* Begin Supplied records *

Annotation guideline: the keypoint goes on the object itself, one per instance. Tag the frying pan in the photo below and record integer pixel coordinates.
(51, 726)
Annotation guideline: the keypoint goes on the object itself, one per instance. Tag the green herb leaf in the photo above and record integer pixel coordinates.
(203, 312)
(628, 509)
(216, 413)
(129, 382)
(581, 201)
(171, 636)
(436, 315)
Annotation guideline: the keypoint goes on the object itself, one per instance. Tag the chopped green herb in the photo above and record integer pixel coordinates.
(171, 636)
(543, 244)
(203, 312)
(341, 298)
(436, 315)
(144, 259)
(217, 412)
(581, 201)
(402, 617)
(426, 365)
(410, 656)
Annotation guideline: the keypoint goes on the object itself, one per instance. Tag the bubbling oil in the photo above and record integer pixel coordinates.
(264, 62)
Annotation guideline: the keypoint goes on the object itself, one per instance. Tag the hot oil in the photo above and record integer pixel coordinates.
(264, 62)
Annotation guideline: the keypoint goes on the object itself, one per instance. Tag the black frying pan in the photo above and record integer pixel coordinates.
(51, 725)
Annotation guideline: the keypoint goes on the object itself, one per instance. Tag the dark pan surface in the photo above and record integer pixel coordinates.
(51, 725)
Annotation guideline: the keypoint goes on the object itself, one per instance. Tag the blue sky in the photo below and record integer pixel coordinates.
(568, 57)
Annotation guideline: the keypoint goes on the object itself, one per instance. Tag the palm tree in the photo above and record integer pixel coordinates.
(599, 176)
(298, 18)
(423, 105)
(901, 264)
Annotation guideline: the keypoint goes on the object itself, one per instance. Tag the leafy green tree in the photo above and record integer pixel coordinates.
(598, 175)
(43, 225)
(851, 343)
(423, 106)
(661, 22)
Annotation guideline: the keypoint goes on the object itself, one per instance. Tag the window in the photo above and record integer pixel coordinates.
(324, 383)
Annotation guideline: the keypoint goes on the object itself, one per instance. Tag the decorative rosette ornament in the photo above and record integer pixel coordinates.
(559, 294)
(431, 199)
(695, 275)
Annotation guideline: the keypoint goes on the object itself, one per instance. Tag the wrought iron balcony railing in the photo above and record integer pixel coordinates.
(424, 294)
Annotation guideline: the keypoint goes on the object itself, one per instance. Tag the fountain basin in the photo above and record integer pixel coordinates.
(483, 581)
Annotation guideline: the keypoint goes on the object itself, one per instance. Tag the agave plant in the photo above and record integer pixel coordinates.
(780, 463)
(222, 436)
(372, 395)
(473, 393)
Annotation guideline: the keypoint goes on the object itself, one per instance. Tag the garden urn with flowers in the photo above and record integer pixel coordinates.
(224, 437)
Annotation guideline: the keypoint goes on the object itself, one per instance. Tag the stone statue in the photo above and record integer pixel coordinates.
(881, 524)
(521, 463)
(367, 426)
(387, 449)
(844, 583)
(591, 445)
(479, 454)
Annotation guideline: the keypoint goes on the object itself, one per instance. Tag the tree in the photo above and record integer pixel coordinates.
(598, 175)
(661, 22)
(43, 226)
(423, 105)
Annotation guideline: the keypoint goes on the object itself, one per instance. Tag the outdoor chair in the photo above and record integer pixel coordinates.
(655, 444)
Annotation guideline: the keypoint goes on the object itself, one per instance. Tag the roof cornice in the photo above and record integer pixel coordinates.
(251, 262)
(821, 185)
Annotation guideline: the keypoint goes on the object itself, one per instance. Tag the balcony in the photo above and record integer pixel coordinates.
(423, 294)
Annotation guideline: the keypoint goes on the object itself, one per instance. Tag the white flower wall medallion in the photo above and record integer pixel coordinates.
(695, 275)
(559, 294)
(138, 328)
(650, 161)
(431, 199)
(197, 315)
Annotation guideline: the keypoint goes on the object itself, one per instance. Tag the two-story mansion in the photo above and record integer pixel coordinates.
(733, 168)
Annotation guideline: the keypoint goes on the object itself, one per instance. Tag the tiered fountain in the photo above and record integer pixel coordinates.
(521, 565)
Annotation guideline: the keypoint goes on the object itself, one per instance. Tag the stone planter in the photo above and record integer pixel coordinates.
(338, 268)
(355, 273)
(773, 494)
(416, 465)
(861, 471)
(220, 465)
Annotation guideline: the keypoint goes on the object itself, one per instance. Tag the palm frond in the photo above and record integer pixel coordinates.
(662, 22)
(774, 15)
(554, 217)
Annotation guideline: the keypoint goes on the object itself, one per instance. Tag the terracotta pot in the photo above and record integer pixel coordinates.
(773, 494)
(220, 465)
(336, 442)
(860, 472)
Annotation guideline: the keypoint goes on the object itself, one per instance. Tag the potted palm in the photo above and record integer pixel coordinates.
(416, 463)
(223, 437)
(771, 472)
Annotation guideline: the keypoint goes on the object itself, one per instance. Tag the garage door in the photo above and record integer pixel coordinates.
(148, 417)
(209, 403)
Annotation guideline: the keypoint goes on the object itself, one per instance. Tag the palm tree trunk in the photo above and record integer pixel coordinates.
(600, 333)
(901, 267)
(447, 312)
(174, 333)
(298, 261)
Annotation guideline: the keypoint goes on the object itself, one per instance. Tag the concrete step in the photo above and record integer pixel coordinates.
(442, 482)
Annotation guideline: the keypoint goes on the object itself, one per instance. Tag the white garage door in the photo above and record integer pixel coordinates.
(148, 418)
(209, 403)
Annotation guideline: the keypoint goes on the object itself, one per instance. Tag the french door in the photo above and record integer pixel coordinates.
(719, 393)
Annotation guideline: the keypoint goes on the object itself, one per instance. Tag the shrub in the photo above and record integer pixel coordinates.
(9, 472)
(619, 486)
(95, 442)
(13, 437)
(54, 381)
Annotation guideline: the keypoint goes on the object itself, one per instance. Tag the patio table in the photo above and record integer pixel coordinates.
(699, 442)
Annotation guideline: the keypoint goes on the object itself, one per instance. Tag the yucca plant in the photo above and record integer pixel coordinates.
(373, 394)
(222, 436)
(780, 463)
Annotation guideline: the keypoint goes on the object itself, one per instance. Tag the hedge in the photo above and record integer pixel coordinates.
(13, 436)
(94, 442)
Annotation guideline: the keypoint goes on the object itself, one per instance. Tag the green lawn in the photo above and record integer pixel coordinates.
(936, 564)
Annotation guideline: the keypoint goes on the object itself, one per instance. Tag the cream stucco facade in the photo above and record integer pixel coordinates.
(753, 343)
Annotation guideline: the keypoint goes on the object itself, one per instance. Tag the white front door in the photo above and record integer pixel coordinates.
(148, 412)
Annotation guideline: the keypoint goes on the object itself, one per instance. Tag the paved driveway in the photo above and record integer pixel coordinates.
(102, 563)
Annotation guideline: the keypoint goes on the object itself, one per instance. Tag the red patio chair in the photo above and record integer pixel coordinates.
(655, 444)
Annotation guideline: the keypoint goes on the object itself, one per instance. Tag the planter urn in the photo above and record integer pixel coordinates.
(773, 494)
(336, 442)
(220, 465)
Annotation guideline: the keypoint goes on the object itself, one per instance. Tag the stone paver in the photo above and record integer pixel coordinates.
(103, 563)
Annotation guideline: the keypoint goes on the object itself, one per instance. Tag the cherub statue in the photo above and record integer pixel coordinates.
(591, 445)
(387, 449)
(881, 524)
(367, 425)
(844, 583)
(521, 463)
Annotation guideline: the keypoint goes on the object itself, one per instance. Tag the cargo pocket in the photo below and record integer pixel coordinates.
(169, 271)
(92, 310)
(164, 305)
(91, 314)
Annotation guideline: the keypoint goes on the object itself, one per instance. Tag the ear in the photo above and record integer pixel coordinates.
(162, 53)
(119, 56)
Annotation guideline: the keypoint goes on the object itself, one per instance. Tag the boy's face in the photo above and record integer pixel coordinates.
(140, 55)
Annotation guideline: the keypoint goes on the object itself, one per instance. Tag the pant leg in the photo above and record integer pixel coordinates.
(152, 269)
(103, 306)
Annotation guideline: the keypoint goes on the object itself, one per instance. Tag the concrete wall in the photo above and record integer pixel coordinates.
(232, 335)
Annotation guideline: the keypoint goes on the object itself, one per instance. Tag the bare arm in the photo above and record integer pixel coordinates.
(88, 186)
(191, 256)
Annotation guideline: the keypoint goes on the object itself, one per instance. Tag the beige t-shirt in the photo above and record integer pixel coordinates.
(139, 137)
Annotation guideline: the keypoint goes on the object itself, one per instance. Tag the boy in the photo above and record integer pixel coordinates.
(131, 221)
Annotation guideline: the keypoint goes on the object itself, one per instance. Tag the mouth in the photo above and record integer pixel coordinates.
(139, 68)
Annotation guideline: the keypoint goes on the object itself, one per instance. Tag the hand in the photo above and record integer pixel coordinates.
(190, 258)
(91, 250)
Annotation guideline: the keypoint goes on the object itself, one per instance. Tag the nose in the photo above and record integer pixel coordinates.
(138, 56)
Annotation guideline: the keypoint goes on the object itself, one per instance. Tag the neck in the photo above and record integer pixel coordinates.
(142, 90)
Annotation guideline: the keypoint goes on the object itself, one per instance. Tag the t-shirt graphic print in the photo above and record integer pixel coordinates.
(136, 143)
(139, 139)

* End Supplied records *
* Begin Supplied records *

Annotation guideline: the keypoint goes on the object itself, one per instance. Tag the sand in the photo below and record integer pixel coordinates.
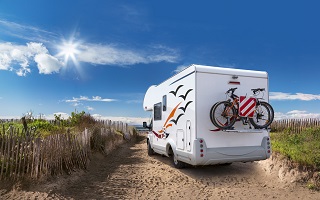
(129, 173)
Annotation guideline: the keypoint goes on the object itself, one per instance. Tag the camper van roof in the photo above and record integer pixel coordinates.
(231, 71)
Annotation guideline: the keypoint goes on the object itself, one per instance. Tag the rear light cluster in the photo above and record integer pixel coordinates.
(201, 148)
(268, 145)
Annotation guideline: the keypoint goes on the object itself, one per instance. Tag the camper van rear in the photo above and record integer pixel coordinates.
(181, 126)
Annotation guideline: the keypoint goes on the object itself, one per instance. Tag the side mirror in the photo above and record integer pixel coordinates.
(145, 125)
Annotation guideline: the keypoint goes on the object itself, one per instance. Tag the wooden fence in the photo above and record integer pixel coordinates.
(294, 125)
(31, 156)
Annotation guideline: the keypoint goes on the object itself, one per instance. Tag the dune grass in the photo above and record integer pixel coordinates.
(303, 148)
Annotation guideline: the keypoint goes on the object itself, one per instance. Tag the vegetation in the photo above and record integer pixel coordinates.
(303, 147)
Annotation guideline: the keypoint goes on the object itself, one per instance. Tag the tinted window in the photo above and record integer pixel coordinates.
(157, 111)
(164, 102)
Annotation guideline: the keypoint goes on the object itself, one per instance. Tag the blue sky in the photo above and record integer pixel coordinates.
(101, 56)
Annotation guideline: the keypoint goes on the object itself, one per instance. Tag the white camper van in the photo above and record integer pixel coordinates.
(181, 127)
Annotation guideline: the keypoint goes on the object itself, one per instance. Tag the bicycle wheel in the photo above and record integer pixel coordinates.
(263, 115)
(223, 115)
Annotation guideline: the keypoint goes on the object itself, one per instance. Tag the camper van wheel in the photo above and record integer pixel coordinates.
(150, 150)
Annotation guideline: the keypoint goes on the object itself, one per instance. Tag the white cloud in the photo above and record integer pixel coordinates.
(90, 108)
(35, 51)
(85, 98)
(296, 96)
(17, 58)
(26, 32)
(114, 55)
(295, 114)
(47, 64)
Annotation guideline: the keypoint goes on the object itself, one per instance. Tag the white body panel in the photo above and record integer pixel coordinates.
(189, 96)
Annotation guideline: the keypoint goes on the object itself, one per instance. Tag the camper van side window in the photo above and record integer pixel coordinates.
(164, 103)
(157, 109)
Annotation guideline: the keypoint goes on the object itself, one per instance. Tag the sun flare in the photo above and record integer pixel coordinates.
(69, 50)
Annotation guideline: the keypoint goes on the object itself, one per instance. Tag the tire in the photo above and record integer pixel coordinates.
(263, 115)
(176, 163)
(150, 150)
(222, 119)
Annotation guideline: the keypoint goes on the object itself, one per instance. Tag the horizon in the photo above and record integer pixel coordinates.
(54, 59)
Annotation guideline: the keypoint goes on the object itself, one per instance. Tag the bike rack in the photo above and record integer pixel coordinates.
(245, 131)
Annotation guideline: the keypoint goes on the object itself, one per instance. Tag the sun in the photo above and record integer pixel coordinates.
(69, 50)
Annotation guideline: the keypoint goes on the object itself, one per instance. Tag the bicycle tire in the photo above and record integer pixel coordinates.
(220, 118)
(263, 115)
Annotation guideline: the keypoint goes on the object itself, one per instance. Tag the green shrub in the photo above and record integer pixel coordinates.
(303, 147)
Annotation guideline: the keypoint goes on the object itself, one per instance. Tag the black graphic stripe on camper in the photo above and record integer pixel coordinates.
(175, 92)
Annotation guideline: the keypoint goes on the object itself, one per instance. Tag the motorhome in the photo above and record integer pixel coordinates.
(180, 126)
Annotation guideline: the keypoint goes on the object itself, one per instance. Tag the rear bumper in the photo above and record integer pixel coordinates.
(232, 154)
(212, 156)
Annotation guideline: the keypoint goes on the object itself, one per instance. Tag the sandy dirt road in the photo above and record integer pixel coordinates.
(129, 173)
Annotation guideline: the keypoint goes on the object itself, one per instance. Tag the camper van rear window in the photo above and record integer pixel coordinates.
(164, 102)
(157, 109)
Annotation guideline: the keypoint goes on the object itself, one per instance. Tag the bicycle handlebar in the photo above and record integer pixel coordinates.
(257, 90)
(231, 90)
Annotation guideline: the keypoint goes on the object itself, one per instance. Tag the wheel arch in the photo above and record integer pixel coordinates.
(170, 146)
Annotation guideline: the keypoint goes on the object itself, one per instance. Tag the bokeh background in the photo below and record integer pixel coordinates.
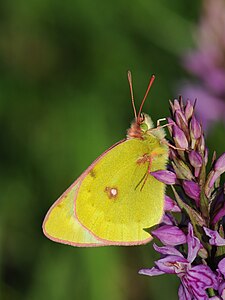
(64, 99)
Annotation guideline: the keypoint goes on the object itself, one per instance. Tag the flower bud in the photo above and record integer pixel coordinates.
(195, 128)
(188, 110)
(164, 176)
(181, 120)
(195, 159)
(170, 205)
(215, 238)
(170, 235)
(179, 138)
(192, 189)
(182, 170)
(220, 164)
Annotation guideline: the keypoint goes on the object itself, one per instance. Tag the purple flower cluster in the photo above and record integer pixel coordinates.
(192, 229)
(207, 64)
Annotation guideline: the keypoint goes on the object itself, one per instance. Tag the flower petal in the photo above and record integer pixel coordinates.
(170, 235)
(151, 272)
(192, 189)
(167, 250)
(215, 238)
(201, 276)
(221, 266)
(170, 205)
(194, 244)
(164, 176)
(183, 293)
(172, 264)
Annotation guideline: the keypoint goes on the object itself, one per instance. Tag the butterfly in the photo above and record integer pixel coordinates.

* End Supplied records *

What you are asked to do ▸ Please extract every line from the items above that contains the word "chair".

Solution for this task ▸
Annotation guideline: the keypoint goes on the object itself, one per instance. Tag the outdoor chair in the photo above and record integer pixel coordinates.
Annotation guideline: the keypoint goes on the object itself, one per instance. Tag the red patio chair in the photo above and record integer pixel coordinates.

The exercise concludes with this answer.